[EXTRACT PROVIDED Boundary: Start]

Following a soft first quarter, study volume is expected to improve. Currently, Charles River awaits the final impact of the BIOSECURE Act on the broader biopharmaceutical industry. If the bill gets passed, Charles River expects the potential impact to be a net positive, given the company has approximately 95% of its revenue base in North America and Europe.

Stable Solvency Structure: Charles River exited the first quarter of 2024 with cash and cash equivalents of $327 million compared with $277 million and no short-term payable debt on its balance sheet. Meanwhile, total debt was $2.66 billion compared with $2.65 billion at the end of 2023.

Downsides

Foreign Exchange Translation Impacts Sales: Foreign exchange is a major headwind for Charles River as a considerable percentage of its revenues comes from outside the United States. The strengthening of the euro and some other developed market currencies has been constantly hampering the company’s performance in the international markets.

Macroeconomic Condition: Charles River’s RMS and DSA businesses face potential challenges in China due to the U.S-China related tensions. Additionally, the Manufacturing Solutions segment is experiencing softness across the broader end markets, which according to the company, is due to a post-COVID slowdown from biopharma manufacturers, CDMOs and their suppliers.

[EXTRACT PROVIDED Boundary: End]
[RECORDS PROVIDED Boundary: Start]

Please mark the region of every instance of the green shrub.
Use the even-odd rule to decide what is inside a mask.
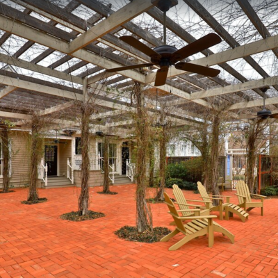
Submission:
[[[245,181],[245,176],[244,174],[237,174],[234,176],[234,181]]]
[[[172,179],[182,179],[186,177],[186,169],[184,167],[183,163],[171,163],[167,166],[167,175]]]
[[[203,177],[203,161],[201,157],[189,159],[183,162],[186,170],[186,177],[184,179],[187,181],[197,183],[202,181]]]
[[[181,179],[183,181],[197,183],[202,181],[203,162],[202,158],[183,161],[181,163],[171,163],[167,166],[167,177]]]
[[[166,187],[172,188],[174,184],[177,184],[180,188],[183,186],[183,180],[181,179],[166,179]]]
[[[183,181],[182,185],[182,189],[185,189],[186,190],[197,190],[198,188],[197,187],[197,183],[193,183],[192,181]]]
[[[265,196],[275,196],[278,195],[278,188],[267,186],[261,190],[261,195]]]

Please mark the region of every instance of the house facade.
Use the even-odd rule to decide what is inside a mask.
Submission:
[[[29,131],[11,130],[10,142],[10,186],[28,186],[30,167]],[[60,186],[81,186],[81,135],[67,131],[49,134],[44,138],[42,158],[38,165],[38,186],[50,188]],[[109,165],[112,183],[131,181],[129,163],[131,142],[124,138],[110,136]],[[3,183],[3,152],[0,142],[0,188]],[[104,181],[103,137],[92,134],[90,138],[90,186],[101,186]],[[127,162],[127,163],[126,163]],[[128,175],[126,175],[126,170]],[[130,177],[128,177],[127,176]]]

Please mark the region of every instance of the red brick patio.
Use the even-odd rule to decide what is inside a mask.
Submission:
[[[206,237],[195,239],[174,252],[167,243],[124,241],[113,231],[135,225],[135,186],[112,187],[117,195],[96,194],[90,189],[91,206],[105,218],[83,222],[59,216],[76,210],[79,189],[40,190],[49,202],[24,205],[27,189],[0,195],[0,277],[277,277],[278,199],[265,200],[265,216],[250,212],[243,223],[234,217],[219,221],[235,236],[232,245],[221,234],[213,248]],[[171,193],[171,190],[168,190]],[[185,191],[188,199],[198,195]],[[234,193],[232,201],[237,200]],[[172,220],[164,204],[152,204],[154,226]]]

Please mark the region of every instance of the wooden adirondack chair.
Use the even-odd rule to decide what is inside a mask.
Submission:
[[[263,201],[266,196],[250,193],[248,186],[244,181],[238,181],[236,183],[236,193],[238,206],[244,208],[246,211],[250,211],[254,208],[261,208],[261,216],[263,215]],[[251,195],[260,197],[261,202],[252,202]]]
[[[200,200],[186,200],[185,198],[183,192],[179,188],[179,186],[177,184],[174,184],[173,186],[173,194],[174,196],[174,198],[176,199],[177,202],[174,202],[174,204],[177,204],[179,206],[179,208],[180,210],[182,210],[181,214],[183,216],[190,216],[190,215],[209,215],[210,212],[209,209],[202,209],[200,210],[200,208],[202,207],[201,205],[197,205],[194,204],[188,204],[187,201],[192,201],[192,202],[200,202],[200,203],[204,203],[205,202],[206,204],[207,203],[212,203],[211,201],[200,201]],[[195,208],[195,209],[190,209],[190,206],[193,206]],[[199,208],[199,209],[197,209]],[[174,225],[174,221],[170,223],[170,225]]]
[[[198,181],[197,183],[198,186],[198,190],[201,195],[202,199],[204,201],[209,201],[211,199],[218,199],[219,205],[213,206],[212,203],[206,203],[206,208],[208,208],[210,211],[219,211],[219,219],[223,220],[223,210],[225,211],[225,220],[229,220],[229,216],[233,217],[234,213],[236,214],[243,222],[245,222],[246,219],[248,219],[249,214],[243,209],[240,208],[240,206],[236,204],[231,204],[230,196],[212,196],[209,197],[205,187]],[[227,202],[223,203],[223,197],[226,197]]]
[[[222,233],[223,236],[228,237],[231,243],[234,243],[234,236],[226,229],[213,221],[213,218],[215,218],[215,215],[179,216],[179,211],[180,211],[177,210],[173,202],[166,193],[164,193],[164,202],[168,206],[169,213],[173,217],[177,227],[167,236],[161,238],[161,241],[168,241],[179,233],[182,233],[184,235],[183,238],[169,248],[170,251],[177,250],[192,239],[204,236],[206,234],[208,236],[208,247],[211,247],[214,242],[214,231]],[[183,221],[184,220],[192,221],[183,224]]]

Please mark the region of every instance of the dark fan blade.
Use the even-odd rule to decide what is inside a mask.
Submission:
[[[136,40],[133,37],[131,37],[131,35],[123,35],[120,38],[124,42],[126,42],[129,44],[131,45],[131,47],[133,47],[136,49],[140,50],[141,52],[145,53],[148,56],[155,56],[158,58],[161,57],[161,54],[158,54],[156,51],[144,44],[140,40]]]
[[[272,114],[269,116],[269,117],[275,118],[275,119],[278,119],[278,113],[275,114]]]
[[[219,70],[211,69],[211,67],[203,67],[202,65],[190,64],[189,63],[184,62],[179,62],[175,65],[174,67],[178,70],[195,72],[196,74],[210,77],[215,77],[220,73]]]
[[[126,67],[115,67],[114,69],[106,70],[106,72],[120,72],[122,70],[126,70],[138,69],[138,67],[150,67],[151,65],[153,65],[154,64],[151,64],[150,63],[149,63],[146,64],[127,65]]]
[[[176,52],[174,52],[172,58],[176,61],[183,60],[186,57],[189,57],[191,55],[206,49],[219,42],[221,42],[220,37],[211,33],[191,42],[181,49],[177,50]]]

[RECORDS PROVIDED Boundary: End]

ASSIGNMENT 1 -
Reproduce the Charles River text from "Foreign Exchange Translation" up to and including "and their suppliers.".
ASSIGNMENT 2 -
Answer these questions from the Charles River text:
(a) What were Charles River's cash and cash equivalents at the end of the first quarter of 2024?
(b) About what share of the company's revenue base is in North America and Europe?
(c) To what does the company attribute the softness in its Manufacturing Solutions segment?

PROBLEM SOLUTION 1 -
Foreign Exchange Translation Impacts Sales: Foreign exchange is a major headwind for Charles River as a considerable percentage of its revenues comes from outside the United States. The strengthening of the euro and some other developed market currencies has been constantly hampering the company’s performance in the international markets.

Macroeconomic Condition: Charles River’s RMS and DSA businesses face potential challenges in China due to the U.S-China related tensions. Additionally, the Manufacturing Solutions segment is experiencing softness across the broader end markets, which according to the company, is due to a post-COVID slowdown from biopharma manufacturers, CDMOs and their suppliers.

PROBLEM SOLUTION 2 -
(a) $327 million.
(b) Approximately 95%.
(c) A post-COVID slowdown from biopharma manufacturers, CDMOs and their suppliers.